:: Extracted material ::
— begin —
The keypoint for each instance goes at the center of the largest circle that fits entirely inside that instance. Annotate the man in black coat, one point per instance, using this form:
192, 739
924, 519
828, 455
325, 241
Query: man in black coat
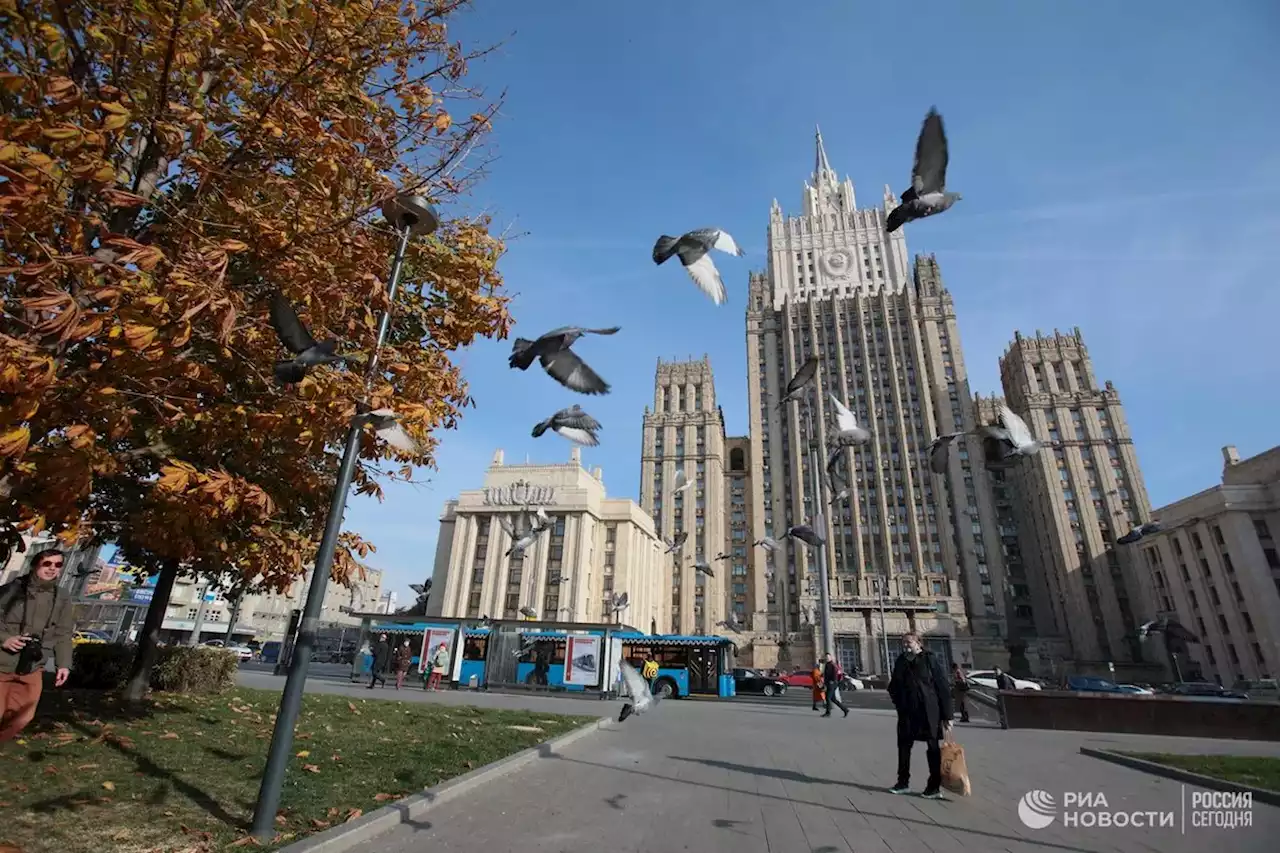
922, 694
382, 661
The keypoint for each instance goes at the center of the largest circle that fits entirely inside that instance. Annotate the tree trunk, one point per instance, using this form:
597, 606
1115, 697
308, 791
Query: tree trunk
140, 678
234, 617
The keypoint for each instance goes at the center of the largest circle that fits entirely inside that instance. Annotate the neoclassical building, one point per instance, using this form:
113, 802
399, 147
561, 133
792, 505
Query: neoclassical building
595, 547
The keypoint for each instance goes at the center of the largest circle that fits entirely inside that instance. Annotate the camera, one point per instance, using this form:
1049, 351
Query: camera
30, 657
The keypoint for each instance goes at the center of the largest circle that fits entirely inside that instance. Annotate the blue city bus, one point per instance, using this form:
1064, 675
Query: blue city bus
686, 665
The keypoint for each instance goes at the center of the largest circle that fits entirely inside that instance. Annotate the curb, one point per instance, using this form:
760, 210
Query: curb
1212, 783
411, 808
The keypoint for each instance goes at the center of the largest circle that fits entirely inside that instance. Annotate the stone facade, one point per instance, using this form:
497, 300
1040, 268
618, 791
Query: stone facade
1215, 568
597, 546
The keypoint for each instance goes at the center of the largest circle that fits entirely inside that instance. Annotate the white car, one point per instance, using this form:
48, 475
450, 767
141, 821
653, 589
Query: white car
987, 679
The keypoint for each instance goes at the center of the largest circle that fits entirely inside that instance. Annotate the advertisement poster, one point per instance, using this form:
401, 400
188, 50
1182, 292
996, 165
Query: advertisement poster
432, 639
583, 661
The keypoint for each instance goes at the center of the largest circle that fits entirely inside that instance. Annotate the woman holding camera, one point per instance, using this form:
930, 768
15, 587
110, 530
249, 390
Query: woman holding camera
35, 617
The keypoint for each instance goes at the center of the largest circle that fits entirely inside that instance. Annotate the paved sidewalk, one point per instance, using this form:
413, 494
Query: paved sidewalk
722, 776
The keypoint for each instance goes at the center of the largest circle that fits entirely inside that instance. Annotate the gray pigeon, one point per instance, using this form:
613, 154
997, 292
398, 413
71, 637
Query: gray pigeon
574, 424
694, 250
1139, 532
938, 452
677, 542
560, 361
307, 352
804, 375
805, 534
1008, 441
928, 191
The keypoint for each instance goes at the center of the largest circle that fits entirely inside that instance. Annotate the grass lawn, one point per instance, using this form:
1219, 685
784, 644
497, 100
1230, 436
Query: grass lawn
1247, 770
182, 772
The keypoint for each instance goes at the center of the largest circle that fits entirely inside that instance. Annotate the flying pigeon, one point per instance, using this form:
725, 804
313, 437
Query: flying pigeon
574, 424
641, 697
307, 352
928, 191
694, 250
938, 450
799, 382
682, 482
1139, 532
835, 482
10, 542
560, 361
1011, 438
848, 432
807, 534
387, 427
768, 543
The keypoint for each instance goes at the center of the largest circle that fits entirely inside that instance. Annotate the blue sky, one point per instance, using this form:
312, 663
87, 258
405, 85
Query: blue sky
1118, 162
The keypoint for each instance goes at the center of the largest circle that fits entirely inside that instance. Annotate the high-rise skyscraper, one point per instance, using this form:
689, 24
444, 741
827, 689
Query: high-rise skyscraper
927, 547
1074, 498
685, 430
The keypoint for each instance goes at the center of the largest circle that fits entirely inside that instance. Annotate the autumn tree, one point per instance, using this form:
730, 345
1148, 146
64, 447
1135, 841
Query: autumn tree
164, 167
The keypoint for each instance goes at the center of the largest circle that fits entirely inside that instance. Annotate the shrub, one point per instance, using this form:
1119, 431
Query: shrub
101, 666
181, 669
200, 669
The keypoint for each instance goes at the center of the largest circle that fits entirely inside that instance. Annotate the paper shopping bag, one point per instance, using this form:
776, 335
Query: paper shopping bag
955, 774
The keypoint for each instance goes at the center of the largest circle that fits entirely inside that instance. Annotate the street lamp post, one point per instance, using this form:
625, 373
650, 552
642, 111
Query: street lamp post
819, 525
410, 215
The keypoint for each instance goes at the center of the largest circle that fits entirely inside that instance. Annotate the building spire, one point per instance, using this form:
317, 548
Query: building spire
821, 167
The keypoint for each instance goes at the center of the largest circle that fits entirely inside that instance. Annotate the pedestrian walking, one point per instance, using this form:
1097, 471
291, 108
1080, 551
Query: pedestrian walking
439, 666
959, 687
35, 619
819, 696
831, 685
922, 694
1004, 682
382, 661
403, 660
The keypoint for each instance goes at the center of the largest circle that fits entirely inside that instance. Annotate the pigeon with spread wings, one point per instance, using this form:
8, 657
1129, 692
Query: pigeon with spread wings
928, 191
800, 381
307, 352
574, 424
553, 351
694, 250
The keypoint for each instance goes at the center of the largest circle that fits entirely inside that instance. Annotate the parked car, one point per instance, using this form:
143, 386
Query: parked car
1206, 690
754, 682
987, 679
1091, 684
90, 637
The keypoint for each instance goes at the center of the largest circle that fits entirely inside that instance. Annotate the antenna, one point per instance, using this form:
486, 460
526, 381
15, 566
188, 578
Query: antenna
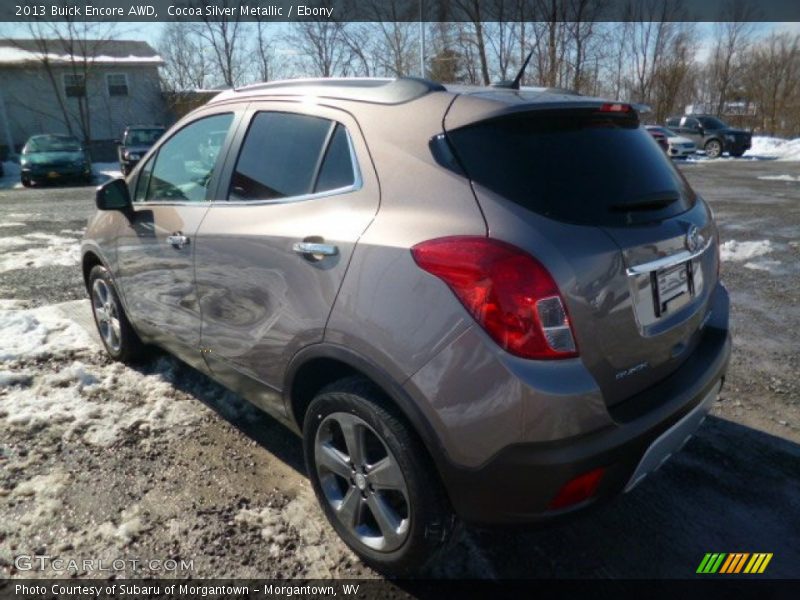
— end —
— begin —
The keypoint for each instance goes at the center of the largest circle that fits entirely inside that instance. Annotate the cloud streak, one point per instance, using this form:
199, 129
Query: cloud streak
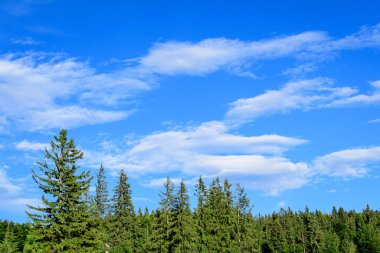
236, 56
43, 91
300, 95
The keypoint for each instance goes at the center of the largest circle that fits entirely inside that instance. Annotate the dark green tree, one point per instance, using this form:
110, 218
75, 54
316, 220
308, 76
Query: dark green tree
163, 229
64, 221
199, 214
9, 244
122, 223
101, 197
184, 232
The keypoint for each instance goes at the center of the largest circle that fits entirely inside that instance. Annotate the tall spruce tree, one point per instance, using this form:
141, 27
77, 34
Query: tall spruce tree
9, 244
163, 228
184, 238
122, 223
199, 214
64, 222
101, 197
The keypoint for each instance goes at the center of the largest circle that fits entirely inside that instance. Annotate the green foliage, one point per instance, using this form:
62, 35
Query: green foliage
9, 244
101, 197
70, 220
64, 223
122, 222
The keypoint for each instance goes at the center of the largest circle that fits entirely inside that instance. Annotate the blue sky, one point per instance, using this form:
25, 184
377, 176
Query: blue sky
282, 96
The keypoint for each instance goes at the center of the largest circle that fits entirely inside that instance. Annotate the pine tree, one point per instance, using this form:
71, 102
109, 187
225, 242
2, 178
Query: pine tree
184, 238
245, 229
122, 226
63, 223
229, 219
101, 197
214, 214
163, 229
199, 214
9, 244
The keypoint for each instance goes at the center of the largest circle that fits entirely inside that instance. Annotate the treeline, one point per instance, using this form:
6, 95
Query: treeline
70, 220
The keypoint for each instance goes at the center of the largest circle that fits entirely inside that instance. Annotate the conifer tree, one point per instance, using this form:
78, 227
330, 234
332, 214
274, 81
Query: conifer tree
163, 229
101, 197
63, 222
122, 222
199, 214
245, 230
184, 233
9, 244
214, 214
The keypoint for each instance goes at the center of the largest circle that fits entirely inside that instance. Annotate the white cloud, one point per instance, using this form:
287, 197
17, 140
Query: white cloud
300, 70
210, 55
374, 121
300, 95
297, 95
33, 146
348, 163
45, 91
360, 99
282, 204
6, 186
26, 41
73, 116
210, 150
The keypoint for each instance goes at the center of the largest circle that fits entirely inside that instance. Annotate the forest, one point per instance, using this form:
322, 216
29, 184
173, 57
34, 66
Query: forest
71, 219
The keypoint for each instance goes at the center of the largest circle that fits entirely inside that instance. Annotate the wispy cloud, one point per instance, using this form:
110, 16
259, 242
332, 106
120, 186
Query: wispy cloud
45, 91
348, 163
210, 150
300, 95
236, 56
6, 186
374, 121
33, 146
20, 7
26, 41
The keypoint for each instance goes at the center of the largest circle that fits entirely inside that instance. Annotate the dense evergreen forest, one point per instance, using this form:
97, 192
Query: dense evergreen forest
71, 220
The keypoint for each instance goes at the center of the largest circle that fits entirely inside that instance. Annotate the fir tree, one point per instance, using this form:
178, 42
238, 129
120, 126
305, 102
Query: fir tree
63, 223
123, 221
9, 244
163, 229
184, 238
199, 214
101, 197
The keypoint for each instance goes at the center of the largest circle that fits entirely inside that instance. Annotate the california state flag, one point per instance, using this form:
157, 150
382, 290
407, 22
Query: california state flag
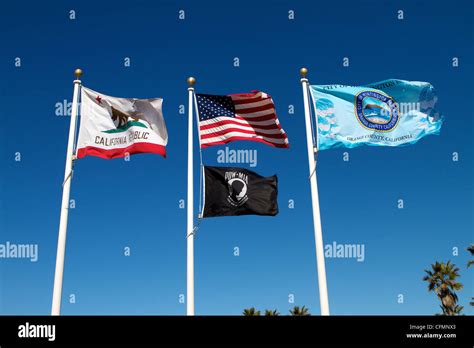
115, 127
— end —
— begin —
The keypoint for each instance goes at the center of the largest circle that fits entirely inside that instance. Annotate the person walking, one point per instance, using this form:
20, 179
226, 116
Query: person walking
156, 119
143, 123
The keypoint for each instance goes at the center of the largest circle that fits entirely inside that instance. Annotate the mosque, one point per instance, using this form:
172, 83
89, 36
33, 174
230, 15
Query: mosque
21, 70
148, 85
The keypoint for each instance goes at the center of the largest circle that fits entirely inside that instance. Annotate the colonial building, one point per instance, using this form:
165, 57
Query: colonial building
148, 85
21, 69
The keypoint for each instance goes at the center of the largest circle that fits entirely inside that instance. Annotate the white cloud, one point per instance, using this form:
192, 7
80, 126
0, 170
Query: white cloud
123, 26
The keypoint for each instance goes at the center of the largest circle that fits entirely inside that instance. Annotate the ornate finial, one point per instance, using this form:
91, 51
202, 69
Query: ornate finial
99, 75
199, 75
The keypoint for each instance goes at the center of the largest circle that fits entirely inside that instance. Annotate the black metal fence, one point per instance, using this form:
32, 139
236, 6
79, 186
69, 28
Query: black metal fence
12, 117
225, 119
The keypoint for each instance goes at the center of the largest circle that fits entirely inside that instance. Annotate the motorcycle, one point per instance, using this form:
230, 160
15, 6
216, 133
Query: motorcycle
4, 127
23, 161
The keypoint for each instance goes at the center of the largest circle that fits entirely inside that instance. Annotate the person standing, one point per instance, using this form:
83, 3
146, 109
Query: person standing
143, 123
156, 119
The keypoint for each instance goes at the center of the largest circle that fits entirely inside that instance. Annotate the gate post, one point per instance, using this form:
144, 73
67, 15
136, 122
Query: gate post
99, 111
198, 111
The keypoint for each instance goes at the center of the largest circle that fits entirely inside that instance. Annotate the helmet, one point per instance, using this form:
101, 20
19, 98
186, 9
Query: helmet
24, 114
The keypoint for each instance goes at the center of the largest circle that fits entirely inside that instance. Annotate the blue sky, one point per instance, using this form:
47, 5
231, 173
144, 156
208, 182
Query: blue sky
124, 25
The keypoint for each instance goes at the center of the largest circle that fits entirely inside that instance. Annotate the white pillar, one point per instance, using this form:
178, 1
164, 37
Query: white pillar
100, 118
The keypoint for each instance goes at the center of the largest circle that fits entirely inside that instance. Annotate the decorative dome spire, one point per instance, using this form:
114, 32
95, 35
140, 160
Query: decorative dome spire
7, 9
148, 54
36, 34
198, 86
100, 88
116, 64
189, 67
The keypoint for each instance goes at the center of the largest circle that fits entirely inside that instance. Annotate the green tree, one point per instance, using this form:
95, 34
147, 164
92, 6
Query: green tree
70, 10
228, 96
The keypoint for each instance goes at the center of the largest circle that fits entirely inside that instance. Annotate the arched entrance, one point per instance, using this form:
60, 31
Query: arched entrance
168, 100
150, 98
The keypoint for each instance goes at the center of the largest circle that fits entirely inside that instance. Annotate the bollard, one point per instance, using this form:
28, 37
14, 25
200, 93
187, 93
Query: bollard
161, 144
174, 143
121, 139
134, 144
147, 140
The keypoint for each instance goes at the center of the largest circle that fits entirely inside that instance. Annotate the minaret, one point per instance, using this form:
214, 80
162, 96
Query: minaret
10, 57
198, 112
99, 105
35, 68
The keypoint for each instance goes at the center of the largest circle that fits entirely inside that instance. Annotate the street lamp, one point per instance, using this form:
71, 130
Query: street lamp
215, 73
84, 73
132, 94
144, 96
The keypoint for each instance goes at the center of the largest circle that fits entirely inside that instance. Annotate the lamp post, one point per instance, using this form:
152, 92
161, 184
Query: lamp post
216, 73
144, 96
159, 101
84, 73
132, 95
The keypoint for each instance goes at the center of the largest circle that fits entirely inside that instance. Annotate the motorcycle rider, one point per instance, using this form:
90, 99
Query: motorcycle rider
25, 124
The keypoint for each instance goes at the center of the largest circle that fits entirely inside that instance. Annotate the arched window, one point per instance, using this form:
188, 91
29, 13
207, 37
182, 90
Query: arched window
— end —
:: To do ::
Pull out every line in the rows above that contains the word "advertisement", and copy each line in full.

:: Correct result ::
The keypoint for each instance goes at the center of the largest circle that fits entirely inside that instance. Annotate the advertisement poster, one point per instance, using this form:
Query: advertisement poster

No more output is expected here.